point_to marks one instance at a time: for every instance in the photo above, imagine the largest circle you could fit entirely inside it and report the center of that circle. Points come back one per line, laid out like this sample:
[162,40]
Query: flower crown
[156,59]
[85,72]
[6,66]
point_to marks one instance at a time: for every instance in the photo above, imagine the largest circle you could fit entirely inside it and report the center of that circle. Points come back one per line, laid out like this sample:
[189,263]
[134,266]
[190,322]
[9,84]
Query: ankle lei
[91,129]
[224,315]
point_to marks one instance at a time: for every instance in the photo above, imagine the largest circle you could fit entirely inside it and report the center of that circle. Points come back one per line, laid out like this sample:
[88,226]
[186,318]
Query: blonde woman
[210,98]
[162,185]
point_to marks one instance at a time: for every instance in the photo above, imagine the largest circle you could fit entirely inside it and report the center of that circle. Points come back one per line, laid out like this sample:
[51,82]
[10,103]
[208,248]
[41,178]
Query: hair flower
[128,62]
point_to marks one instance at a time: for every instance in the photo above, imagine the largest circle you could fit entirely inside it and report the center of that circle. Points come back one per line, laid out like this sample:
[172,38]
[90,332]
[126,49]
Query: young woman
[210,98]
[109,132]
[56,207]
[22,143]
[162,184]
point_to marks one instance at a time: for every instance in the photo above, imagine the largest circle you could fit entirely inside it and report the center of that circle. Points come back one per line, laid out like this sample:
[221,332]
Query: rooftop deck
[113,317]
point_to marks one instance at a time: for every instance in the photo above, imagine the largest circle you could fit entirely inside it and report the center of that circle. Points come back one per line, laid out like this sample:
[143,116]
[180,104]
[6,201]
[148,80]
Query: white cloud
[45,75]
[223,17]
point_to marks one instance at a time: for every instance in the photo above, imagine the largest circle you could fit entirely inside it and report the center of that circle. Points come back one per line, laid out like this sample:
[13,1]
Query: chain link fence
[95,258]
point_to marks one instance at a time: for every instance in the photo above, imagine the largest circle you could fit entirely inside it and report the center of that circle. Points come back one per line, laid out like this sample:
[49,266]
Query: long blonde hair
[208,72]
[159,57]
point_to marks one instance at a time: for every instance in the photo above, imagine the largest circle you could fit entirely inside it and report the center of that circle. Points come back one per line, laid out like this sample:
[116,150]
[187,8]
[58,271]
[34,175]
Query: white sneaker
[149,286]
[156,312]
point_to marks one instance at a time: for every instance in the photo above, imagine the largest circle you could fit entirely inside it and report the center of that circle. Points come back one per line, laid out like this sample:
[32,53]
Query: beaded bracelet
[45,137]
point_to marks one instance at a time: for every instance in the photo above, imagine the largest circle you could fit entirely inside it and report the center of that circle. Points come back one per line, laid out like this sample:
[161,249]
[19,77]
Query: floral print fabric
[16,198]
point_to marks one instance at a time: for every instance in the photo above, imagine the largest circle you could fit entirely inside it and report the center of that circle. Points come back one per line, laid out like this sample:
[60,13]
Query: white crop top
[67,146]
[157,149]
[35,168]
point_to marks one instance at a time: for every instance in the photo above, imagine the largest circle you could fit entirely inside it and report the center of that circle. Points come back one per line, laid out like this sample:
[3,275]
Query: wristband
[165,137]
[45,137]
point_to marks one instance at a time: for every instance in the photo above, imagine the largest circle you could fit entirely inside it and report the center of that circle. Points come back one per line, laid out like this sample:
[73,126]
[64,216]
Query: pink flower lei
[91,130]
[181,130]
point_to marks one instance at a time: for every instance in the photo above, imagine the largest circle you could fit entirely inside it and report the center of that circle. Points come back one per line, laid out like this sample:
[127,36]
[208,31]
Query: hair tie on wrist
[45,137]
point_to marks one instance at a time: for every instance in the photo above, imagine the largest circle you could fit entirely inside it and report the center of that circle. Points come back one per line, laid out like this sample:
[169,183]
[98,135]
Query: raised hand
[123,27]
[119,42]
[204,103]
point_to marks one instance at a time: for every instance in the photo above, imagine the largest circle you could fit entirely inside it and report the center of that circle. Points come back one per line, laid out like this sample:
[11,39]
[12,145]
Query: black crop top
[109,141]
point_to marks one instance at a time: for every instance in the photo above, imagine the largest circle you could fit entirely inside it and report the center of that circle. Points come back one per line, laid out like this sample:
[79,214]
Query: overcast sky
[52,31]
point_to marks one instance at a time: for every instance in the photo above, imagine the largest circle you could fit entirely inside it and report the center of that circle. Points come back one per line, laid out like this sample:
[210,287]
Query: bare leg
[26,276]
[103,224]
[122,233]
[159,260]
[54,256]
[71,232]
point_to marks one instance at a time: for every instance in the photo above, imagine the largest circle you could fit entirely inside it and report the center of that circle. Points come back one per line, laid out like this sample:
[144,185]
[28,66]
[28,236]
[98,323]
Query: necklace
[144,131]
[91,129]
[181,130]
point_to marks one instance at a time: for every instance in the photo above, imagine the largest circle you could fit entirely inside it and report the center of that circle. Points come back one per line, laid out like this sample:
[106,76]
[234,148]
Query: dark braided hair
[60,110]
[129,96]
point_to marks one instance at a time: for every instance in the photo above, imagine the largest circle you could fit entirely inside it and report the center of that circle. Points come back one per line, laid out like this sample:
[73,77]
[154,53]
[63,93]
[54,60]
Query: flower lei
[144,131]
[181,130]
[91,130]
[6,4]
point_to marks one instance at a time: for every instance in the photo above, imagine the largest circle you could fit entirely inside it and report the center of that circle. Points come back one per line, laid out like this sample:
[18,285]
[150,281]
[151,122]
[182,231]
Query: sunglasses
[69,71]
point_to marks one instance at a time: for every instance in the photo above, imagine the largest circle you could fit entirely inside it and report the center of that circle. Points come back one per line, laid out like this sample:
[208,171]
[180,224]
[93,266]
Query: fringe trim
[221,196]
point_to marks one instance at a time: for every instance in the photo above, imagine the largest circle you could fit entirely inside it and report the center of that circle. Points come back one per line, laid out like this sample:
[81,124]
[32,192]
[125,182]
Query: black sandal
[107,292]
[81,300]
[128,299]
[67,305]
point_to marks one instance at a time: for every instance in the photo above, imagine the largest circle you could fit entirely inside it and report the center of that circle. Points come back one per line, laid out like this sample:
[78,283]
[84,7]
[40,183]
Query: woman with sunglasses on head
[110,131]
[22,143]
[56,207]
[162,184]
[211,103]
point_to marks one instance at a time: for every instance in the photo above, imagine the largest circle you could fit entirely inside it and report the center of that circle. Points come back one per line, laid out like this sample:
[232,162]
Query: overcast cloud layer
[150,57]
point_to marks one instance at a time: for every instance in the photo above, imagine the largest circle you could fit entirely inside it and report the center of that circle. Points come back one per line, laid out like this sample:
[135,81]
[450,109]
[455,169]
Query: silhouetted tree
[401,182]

+ + + + + + +

## What you are asked to do
Each entry shown above must be retyped word for word.

## Task response
point_to marks one instance at a time: for every instance in the photo above, imagine the largest circle you could fit entirely inside it and report the center of that circle. Points come back one per line, laid out like this sample:
[162,40]
Query: flower crown
[156,59]
[85,72]
[6,66]
point_to marks one instance at a time: for every instance in the photo above, imagine the largest circle you could fit entirely inside it and report the center of that circle. Points come back one per line, laid out like this sample:
[189,263]
[134,266]
[190,322]
[9,84]
Query: ankle lei
[91,129]
[224,315]
point_to marks one instance at a time: for every instance in the photo above, imagine the largest circle you could fit entirely inside it and report the center of that circle. Points come back one per line, laid out like this sample:
[88,226]
[186,318]
Query: blonde woman
[210,98]
[162,185]
point_to marks one instance at a time: for every instance in the photo above, imagine the largest circle you could fit entirely inside it and report the center of that circle. Points come back one per line, laid out like this sample:
[51,82]
[10,103]
[208,248]
[41,178]
Query: hair flower
[128,62]
point_to marks one instance at a time: for every instance in the photo above, imagine the largest circle you could fit entirely inside it and report the center of that circle. Points come back one per line, laid out like this sample:
[172,38]
[90,332]
[126,49]
Query: young woman
[210,98]
[109,132]
[56,207]
[22,143]
[162,184]
point_to marks one instance at a time: for every instance in the photo above, imagine the largest circle you could fit entirely inside it and report the center of that circle. Points come back one per line, laid out like this sample:
[221,332]
Query: rooftop deck
[113,317]
point_to marks one instance at a time: for every instance in the photo above, imagine the largest circle you could fit entirely inside it and report the center of that circle. Points come back one per line, laid out like this sample:
[143,116]
[180,104]
[6,201]
[148,80]
Query: white cloud
[45,75]
[223,17]
point_to marks one instance at a time: for every instance in the photo above, imagine the largest circle you could fit entirely inside it and report the center of that circle. Points come back one per line, laid out like this sample:
[13,1]
Query: chain link fence
[95,258]
point_to marks one instance at a time: for every instance in the photo above, imagine the largest circle you could fit entirely inside it and report the center of that circle. Points come back one per line, laid out like this sample:
[49,266]
Query: long blonde hair
[208,72]
[159,57]
point_to marks one instance at a time: for every instance in the photo above, imagine the largest circle you could fit entirely inside it and report the center of that circle. Points come back one per line, laid out like this sample:
[116,150]
[187,8]
[58,271]
[34,175]
Query: white sneaker
[149,286]
[156,312]
point_to marks one instance at a time: for every instance in the photo above, imagine the largest circle you could fit entirely inside it and report the center of that circle. Points come back one per line, laid out like this sample:
[32,53]
Query: beaded bracelet
[45,137]
point_to marks one instance at a time: for every instance in the photo above, imagine the largest circle you could fit entirely inside it and report the center of that circle. Points come back one per line, laid out like this sample:
[161,249]
[19,77]
Query: floral print fabric
[16,198]
point_to marks one instance at a time: for every instance in the photo above, imagine the largest circle you could fit entirely inside it and report the center of that circle. Points come back one per line, laid out like this sample:
[60,13]
Query: white crop top
[67,146]
[157,149]
[35,168]
point_to marks one instance at a time: for every instance in the photo above, imagine the largest circle you could fit entirely inside it and report the center of that circle. Points come back one per line, laid out like this sample:
[3,275]
Query: wristband
[165,137]
[45,137]
point_to marks one instance at a time: for every instance in the photo above, imagine the largest circle you could fit entirely inside it and report the center of that circle. Points come back one per line, laid out like this sample:
[73,126]
[64,216]
Query: pink flower lei
[91,130]
[181,130]
point_to marks one instance at a time: for every instance in the photo above, imagine the largest circle you could fit entirely inside it and report the center of that circle. Points come back one per line, laid out like this sample:
[127,36]
[208,31]
Query: hair tie on wrist
[45,137]
point_to marks one instance at a time: for every instance in the photo above, imagine the largest circle you could fit entirely inside it and report the center of that circle. Points come back one per line, laid out like this sample:
[169,183]
[98,135]
Query: raised hand
[123,27]
[119,42]
[204,103]
point_to marks one instance at a time: for every instance in the photo above, imagine the largest circle you could fit entirely inside it and report the center of that circle. Points come back one per line, laid out like this sample:
[11,39]
[12,145]
Query: black crop top
[109,141]
point_to marks one instance at a time: for every instance in the photo above, imagine the largest circle you could fit entirely inside it and report the center of that circle. Points come back one per line, laid out like this sample:
[79,214]
Query: overcast sky
[52,31]
point_to marks one instance at a time: for every instance in the photo above, imagine the largest circle you could fit entirely inside it and report the center of that circle. Points come back one per line, laid out like this sample:
[210,287]
Query: bare leg
[26,276]
[103,224]
[122,233]
[159,260]
[54,256]
[71,232]
point_to marks one instance at a time: for every instance in the photo above, imagine the largest circle you could fit entirely inside it and report the center of that circle. Points come back one per line, laid out like this sample:
[144,185]
[28,66]
[28,236]
[98,323]
Query: necklace
[144,131]
[91,129]
[181,130]
point_to marks one instance at a time: for every instance in the photo above, imagine the largest circle you could fit entirely inside it and report the center of that circle. Points come back one per line, laid out like this sample:
[106,76]
[234,148]
Query: dark braided hair
[60,110]
[129,96]
point_to marks one instance at a time: for every instance in the photo above, imagine the largest circle you could fit entirely inside it and report the center of that circle. Points come back one per line, laid out like this sample:
[73,77]
[154,53]
[63,93]
[54,60]
Query: flower lei
[144,131]
[181,130]
[91,130]
[6,4]
point_to marks one instance at a time: for every instance in the photo above, imagine the largest circle you could fit entirely inside it and report the center of that circle. Points come back one per line, laid out like this sample:
[18,285]
[150,281]
[151,122]
[182,231]
Query: sunglasses
[69,71]
point_to marks one instance at a time: for every instance in the photo above, imagine the largest circle you could fit entirely inside it and report the center of that circle. Points come back one per line, laid out like this sample:
[208,171]
[180,224]
[93,266]
Query: fringe trim
[221,196]
point_to marks one instance at a time: for every instance in the photo above, imagine the largest circle you could fit entirely inside it and report the center of that circle. Points come back one per line, laid out like this sample:
[81,124]
[32,192]
[125,182]
Query: black sandal
[107,292]
[81,300]
[128,299]
[67,305]
point_to marks one instance at a time: for every instance in the photo above, imagine the largest circle you could fit entirely inside it and report the center of that circle. Points come back one per line, laid out like this sample:
[78,283]
[84,7]
[40,183]
Query: woman with sunglasses on head
[110,131]
[22,143]
[56,207]
[162,184]
[211,103]
point_to marks one instance at a time: for every instance in the photo above, imagine the largest circle you could fit entirely inside it and report the center of that circle. Points come back one per line, laid out like this sample:
[232,162]
Query: overcast cloud layer
[150,57]
point_to marks one instance at a time: for every instance in the photo above, imagine the largest circle you could fit entirely inside it and report the center of that circle. Points come back one per line, laid out like this sample:
[135,81]
[450,109]
[455,169]
Query: silhouetted tree
[401,182]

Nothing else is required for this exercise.